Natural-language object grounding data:
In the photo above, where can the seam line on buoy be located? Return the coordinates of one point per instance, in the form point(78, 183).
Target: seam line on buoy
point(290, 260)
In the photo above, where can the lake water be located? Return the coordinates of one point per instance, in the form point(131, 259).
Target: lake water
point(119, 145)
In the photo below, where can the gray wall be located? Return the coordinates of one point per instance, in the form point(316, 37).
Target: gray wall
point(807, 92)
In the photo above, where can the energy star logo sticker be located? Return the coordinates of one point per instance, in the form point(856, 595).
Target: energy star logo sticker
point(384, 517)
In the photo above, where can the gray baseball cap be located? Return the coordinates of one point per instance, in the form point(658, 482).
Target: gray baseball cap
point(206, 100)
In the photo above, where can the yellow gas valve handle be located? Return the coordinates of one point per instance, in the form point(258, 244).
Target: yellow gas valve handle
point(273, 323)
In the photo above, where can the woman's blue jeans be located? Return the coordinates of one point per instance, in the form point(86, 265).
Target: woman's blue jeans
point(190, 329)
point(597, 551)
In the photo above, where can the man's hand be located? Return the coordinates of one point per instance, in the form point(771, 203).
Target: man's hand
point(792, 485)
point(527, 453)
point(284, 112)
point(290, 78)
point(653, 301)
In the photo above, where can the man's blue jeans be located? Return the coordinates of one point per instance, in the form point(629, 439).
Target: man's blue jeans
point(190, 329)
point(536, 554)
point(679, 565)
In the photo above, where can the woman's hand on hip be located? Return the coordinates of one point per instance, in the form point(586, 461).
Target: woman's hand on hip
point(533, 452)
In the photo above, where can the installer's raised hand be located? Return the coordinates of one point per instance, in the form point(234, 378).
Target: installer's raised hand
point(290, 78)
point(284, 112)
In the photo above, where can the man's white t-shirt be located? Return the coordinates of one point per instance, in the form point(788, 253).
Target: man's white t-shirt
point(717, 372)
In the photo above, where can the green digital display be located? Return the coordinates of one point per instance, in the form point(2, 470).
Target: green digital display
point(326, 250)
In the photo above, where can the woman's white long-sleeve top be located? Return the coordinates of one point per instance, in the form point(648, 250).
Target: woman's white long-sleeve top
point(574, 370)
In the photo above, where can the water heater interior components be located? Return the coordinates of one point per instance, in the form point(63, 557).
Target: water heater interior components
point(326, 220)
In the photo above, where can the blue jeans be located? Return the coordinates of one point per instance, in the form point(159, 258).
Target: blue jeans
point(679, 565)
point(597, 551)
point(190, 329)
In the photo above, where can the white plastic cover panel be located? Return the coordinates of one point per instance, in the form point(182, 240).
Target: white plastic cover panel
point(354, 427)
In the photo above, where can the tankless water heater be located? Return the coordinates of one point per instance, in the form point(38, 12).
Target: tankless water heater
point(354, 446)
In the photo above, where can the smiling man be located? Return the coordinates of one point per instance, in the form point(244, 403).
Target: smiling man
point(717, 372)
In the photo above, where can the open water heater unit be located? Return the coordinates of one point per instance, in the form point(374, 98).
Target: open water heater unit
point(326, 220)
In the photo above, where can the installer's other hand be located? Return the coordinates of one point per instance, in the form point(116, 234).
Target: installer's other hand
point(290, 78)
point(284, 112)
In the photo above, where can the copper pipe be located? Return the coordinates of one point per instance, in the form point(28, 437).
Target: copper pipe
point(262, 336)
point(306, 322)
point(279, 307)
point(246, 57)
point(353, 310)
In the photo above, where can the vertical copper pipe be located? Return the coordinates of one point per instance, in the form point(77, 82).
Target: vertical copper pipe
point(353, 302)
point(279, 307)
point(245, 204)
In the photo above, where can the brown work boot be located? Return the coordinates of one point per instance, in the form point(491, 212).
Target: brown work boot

▸ REQUIRED WORK
A verbatim transcription of all the entries above is required.

▸ SOLUTION TO THE EXERCISE
In the photo above, where can the seam line on buoy be located? Return the coordinates of one point per instance, in the form point(78, 183).
Target: seam line on buoy
point(290, 260)
In the photo above, where can the lake water be located? Return the coordinates of one point per instance, in the form point(131, 259).
Target: lake water
point(119, 145)
In the photo below, where can the gray wall be located? Return the coordinates of one point per instance, in the form point(316, 37).
Target: gray wall
point(807, 92)
In the photo above, where can the energy star logo sticker be located? Return the coordinates of one point per instance, in the form point(856, 595).
Target: energy star logo sticker
point(384, 517)
In the photo above, where can the gray baseball cap be located? Return the coordinates of one point per instance, in the form point(658, 482).
Target: gray baseball cap
point(206, 100)
In the photo above, where can the yellow gas valve handle be located? Return the coordinates of one point per instance, in the form point(258, 244).
Target: yellow gas valve handle
point(273, 323)
In the photo above, where can the woman's blue jeans be located? Return the coordinates of one point per instance, in the form point(86, 265).
Target: woman's blue jeans
point(190, 329)
point(597, 551)
In the photo above, where can the man's hand be located? Return the coordinates of one point per instance, in the form point(771, 203).
Target: man's hand
point(792, 485)
point(527, 453)
point(284, 112)
point(290, 78)
point(653, 301)
In the photo above, where can the man's blue jeans be located? Return the coordinates of one point per instance, in the form point(629, 439).
Target: man's blue jeans
point(190, 329)
point(536, 554)
point(679, 565)
In the photo above, where can the woman's hand on hip be located? Return the coordinates of one point per instance, in the form point(586, 461).
Target: woman's hand on hip
point(533, 452)
In the photo above, where can the installer's raised hand be located? Return the coordinates of one point per instance, in the form point(234, 378).
Target: installer's raised hand
point(290, 78)
point(284, 112)
In the photo above, where can the man's white t-shirt be located? Return the coordinates of one point per instance, in the form point(788, 253).
Target: man's white t-shirt
point(717, 372)
In the photo above, where can the green digital display be located? Return the coordinates of one point per instance, in the form point(2, 470).
Target: green digital display
point(326, 250)
In the photo above, where can the woman's white long-sleeve top be located? Return the coordinates of one point per instance, in the form point(648, 250).
Target: woman's white long-sleeve top
point(574, 370)
In the photo above, where can the water heater interior components be located? Return the coordinates of one point per instance, in the form point(63, 557).
Target: water heater interior components
point(326, 220)
In the photo above, where can the blue jeans be located? Return the coordinates of one point per instance, in the form point(159, 258).
Target: blue jeans
point(679, 565)
point(597, 551)
point(190, 329)
In the photo above, where can the white plastic cover panel be located? Return the coordinates of one point per instance, in the form point(182, 240).
Target: white plastic cover panel
point(354, 427)
In the photo above, where can the tankless water heater be located? Return the coordinates of one point per instance, in the form point(38, 12).
Target: tankless water heater
point(354, 446)
In the photo above, where can the smiling man be located? Return the coordinates of one point per instance, in the form point(244, 403).
Target: smiling man
point(717, 372)
In the photo above, where can the open water heater unit be located? Return the coordinates of one point per instance, in the form point(374, 98).
Target: open water heater unit
point(326, 220)
In the photo above, where can the installer's other hand be located? Return the coordinates of one point per instance, in the form point(116, 234).
Target: installer's other hand
point(290, 78)
point(284, 112)
In the photo above, where can the copper pipe be located? Return the coordinates of one point per instance, in the form point(28, 437).
Target: copper pipe
point(262, 336)
point(306, 322)
point(279, 307)
point(246, 57)
point(353, 310)
In the photo above, where can the vertical copper pipe be located? Return the coordinates of one point per instance, in the form point(77, 82).
Target: vertical copper pipe
point(353, 302)
point(279, 307)
point(245, 204)
In the photo above, where can the brown work boot be located? Return the coordinates of one point per instance, in the form point(491, 212).
Target: brown work boot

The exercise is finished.